[Begin Text segment]

The Eastern Catholic observance of the feast corresponds to that of their Orthodox counterparts, whether Eastern Orthodox or Oriental Orthodox.
The Dormition is known as the Death of the Virgin in Catholic art, where it is a reasonably common subject, mostly drawing on Byzantine models, until the end of the Middle Ages. The Death of the Virgin by Caravaggio, of 1606, is probably the last famous Western painting of the subject.
It is customary in many places to bless fragrant herbage on the Feast of the Dormition.
In some places, the Rite of the "Burial of the Theotokos" is celebrated at the Dormition, during the All-Night Vigil. The order of the service is based on the service of the Burial of Christ on Great Saturday. An Epitaphios of the Theotokos, a richly embroidered cloth icon portraying her lying in state is used, together with specially composed hymns of lamentation which are sung with Psalm 118. Special Evlogitaria for the Dormition are chanted, echoing the Evlogitaria of the Resurrection chanted at matins on Sundays throughout the year as well as on Lazarus Saturday and Great Saturday. This Epitaphios is placed on a bier and carried in procession as is the Epitaphios of Christ on during Great Saturday.
This practice began in Jerusalem, and from there it was carried to Russia, where it was followed in various Dormition Cathedrals, in particular that of Moscow. The practice slowly spread among the Russian Orthodox, though it is not by any means a standard service in all parishes, or even most cathedrals or monasteries. In Jerusalem, the service is chanted during the Vigil of the Dormition. In some Russian churches and monasteries, it is served on the third day after Dormition.
The Feast of the Dormition has a one-day Forefeast and 8 days of Afterfeast. The feast is framed and accentuated by three feasts in honour of Jesus Christ, known as the "Three Feasts of the Saviour in August". These are: the Procession of the Cross (August 1), the Transfiguration (August 6), and the Icon of Christ "Not Made by Hand" (August 16).
The Maronite Church has a tradition that their Third Anaphora of the Apostle Peter or Sharrar (the Maronite redaction of the Holy Qurbana of Addai and Mari) was originally composed for and used at the funeral of the Theotokos. This tradition probably developed because in its final form the anaphora has twelve paragraphs, i.e., one for each concelebrating apostle present at the funeral mass of the Theotokos.
Development of the Dormition tradition
The Dormition tradition is associated with various places, most notably with Jerusalem, which contains Mary's Tomb and the Basilica of the Dormition, and Ephesus, which contains the House of the Virgin Mary, and also with Constantinople where the Cincture of the Theotokos was enshrined from the 5th through 14th centuries.

[End Text segment]
[Begin Given material]

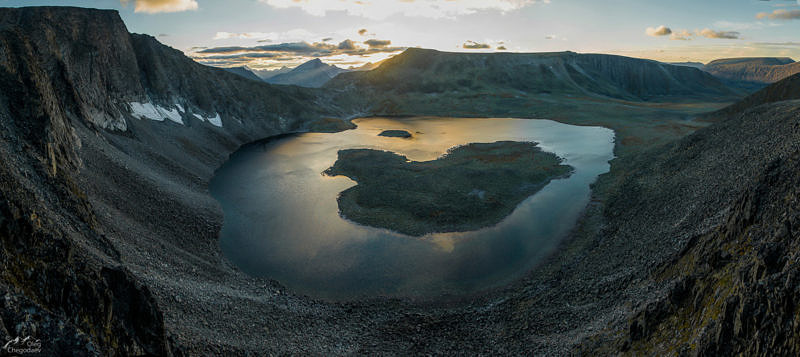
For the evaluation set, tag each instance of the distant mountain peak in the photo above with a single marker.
(313, 73)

[End Given material]

> [Problem] Condense the paragraph of the Dormition text that begins "The Feast of the Dormition has a one-day Forefeast" into a short bulleted list that keeps its main facts.

> [Result of the task]
- The Feast of the Dormition has a one-day Forefeast and 8 days of Afterfeast.
- It is framed by the "Three Feasts of the Saviour in August," which honor Jesus Christ:
  - the Procession of the Cross (August 1)
  - the Transfiguration (August 6)
  - the Icon of Christ "Not Made by Hand" (August 16)